On peut imaginer une « discorde initiale » entre Gaia (la Terre) et son fils et « amant » Ouranos (le Ciel). Et les mouvements d’union, d’Eros, sont là encore vite suivis de mouvements inverses, d’éloignement et de haine.
On a bien vu qu’avec Eris, la Discorde est au fondement, au cœur même de la création.
Et Ouranos lui-même est très déçu par ses enfants qu’il trouve monstrueux, il ne supporte plus de les voir ces cyclopes, violents, rusés, l’œil torve, focalisés sur leurs forges maniant le feu terrestre et ces Cent bras, plein d’orgueil, d’une taille gigantesque, hideux, avec leur enchevêtrement de bras et de têtes.
Mais le problème n’est pas qu’esthétique et il craint également que ces êtres, pour le moins inquiétants, ne le dépossèdent un jour de son pouvoir.

-- Consigne --
Selon le document source, que redoute Ouranos de la part de ses enfants, outre leur aspect monstrueux ? Ces données n'interviennent pas dans l'exercice.

-- Données fournies --
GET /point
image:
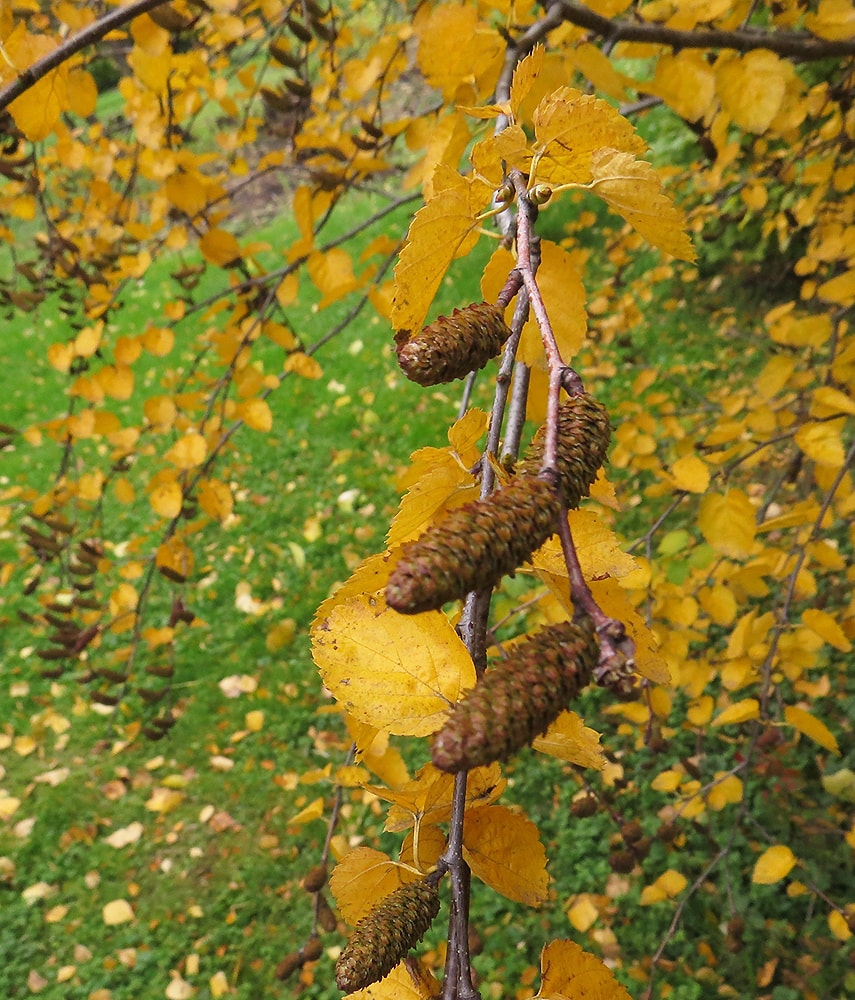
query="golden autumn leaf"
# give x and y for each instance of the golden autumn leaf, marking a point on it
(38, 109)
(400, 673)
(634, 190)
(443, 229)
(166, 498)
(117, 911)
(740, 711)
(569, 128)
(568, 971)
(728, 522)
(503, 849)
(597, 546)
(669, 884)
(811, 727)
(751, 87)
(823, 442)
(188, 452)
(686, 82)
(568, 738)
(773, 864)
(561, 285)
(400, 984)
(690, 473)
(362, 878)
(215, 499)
* * *
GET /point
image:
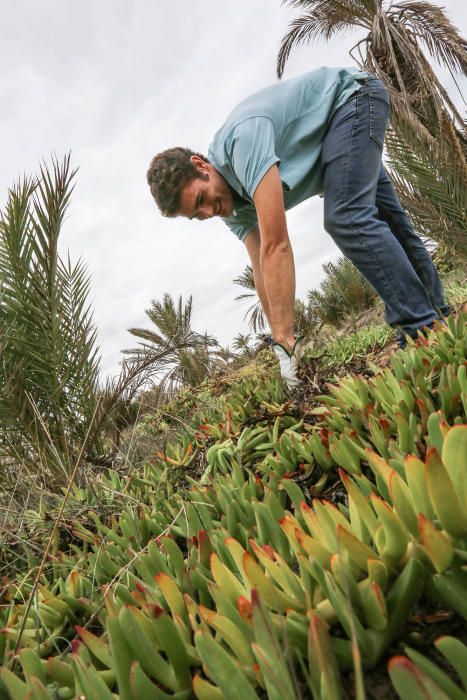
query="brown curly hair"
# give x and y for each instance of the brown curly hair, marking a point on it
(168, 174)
* * *
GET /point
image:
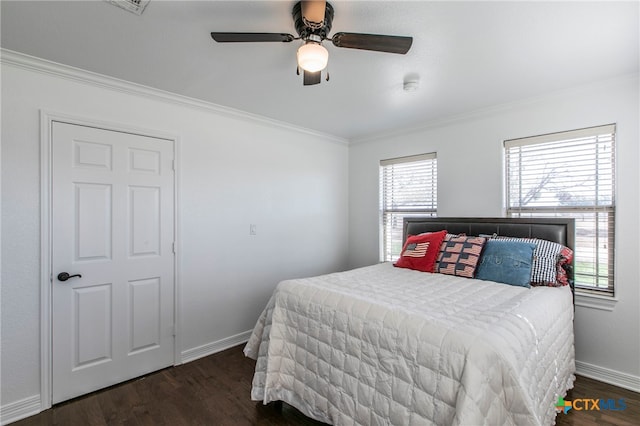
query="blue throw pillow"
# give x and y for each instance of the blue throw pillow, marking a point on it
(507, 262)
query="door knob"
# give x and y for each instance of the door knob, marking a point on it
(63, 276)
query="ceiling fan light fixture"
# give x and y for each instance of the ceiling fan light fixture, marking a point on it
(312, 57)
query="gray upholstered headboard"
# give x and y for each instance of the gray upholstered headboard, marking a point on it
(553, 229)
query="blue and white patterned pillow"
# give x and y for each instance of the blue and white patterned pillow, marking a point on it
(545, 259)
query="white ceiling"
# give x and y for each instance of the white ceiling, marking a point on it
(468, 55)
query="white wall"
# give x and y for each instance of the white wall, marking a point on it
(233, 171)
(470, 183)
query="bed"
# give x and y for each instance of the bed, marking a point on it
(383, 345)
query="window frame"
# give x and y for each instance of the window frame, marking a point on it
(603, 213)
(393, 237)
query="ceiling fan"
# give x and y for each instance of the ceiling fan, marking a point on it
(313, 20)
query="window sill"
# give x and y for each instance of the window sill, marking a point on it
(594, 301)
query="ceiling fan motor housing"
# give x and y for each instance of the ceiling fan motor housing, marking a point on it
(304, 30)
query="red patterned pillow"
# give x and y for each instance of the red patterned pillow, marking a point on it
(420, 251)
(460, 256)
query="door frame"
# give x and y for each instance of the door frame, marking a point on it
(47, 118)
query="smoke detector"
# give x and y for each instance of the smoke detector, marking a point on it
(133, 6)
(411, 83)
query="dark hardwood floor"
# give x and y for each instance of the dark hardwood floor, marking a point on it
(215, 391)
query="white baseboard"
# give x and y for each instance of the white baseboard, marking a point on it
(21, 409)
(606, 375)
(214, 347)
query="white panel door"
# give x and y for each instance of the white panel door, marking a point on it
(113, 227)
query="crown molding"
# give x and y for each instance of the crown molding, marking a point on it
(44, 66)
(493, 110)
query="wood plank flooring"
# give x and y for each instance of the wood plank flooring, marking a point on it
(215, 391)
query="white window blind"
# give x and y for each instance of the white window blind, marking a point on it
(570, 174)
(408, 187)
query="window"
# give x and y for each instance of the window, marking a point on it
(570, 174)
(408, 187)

-- Corrigé --
Il craint qu'ils ne le dépossèdent un jour de son pouvoir.